> [REQUIRED WORK]
Rescale the records starting at the line containing "Exercise. Tag the arched" and ending at the line containing "(1155, 111)", both included, by writing out every line in that range. In each answer, multiply the coordinates by 1.05 and round to whole numbers, rounding halves up, but leave the sample coordinates in the other lines unchanged.

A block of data
===============
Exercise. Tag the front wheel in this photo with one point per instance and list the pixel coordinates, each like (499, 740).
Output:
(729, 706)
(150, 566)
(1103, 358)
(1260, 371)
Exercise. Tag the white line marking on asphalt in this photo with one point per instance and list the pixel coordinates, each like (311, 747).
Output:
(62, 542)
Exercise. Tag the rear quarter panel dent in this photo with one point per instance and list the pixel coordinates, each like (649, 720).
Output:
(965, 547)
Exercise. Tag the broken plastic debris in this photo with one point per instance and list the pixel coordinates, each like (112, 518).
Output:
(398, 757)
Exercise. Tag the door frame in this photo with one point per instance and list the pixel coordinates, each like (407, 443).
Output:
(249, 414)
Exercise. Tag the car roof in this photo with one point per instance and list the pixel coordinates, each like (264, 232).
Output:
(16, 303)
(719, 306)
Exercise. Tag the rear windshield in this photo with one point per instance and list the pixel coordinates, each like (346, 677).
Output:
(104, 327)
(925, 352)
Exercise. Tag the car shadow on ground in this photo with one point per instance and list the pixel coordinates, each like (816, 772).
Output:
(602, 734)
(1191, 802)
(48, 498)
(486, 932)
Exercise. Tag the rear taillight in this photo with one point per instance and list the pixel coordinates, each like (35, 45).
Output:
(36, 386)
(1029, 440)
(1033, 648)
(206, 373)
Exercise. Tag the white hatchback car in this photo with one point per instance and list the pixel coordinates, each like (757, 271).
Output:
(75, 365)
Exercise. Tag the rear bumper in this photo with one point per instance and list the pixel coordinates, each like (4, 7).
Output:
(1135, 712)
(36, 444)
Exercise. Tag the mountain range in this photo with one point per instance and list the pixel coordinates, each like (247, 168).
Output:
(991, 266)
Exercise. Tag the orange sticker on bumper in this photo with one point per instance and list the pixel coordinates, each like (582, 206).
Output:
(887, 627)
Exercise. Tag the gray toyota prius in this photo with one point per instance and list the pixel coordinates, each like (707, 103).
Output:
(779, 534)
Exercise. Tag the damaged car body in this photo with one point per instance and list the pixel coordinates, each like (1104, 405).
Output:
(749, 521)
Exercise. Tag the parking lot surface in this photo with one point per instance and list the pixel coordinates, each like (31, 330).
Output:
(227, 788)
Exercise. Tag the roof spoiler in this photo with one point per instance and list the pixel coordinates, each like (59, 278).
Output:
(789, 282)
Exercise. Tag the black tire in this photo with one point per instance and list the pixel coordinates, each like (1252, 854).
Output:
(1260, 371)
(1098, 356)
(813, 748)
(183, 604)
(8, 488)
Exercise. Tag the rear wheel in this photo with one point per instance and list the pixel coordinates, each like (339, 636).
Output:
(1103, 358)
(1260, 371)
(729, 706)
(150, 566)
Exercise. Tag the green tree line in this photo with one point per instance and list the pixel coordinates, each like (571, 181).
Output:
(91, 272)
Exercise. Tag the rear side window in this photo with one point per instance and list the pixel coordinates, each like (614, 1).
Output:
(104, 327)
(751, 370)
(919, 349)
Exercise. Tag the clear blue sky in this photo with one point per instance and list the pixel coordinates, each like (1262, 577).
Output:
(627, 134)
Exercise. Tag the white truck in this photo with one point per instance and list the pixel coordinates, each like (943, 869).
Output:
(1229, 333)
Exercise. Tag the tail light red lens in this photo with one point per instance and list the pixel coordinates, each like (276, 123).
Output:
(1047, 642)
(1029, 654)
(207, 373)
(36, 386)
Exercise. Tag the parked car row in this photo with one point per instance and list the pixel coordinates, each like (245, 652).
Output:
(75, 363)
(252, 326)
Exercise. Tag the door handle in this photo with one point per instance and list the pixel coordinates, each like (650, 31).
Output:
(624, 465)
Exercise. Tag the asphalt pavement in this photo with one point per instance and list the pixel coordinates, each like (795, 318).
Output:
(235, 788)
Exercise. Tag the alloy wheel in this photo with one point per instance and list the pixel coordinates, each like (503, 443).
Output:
===============
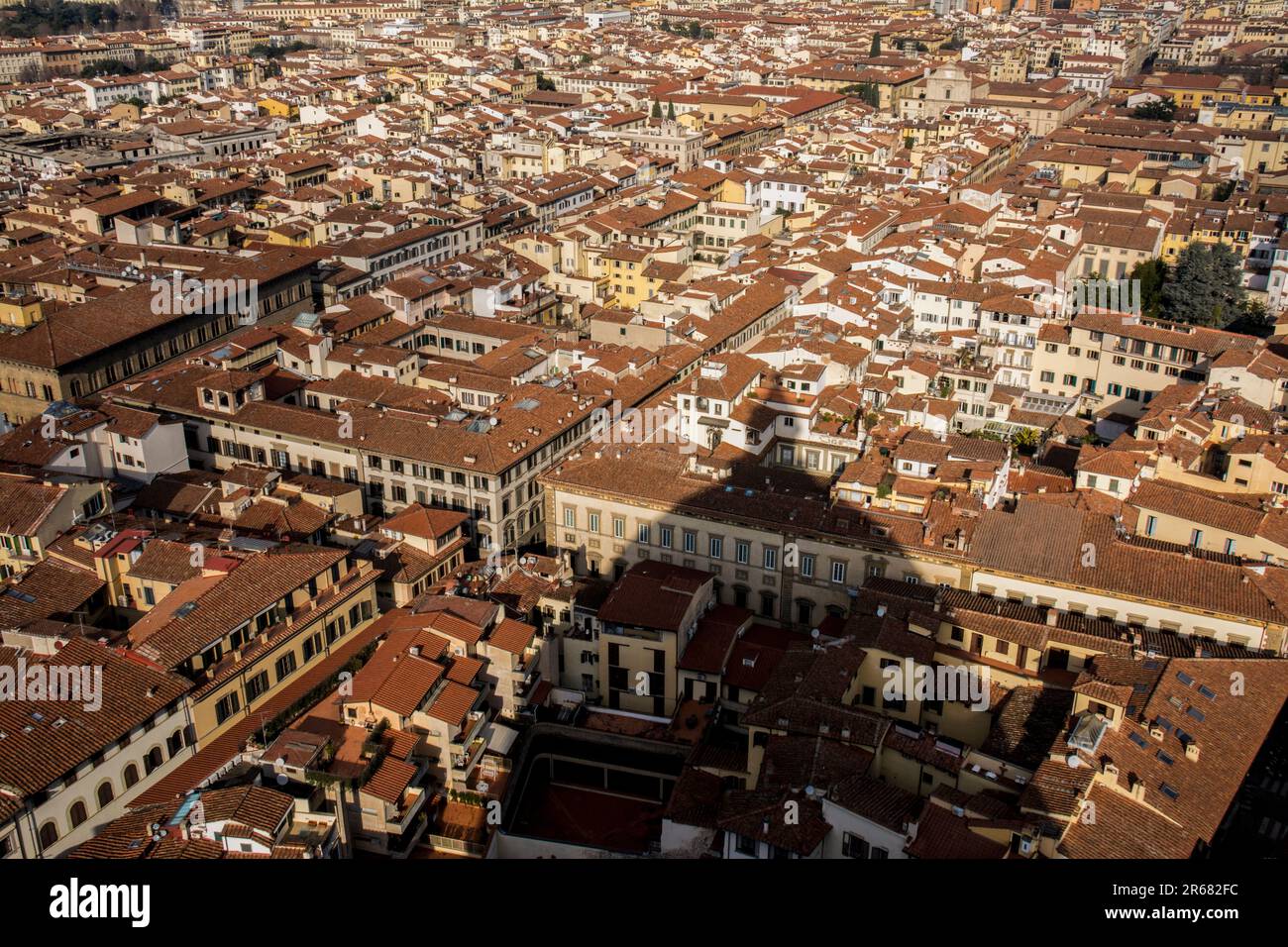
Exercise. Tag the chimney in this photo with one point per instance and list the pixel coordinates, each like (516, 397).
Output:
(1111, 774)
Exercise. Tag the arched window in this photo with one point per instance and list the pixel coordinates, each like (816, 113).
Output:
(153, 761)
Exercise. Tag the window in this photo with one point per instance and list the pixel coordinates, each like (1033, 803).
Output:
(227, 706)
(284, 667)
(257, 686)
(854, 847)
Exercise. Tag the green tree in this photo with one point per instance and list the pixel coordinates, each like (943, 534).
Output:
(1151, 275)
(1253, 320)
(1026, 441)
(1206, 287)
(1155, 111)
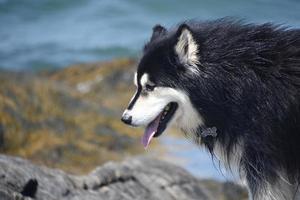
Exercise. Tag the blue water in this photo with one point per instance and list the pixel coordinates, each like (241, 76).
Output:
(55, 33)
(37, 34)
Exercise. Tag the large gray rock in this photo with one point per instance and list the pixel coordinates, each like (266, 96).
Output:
===============
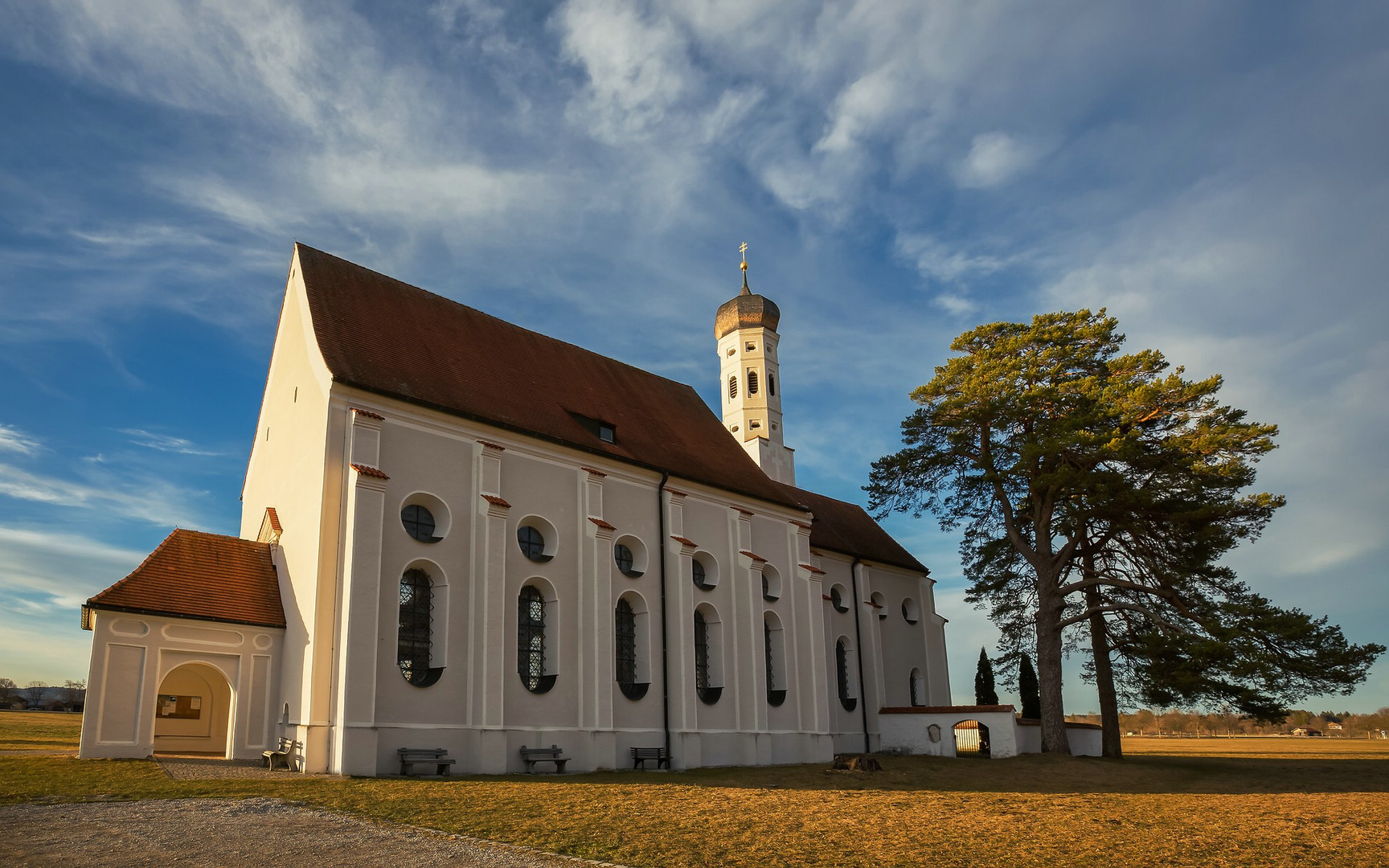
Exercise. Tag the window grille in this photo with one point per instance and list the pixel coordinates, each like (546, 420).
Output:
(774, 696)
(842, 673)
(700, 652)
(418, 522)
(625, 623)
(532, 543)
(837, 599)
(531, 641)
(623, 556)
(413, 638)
===============
> [COMPLETE ANSWER]
Exercise. Tag the arched window in this photo with one point per instance and list the pixel coordinates, each like (816, 113).
Output:
(161, 799)
Exercise. Tag the window in this photo with one point per instance and list the pixel coordinates, each like (1033, 803).
Output:
(238, 741)
(298, 700)
(270, 720)
(897, 889)
Exercise. Tag the green tree in this photo with one point per instance and list the pixel coordinates, each like (943, 534).
Output:
(1209, 289)
(1316, 336)
(1077, 463)
(1266, 301)
(1213, 117)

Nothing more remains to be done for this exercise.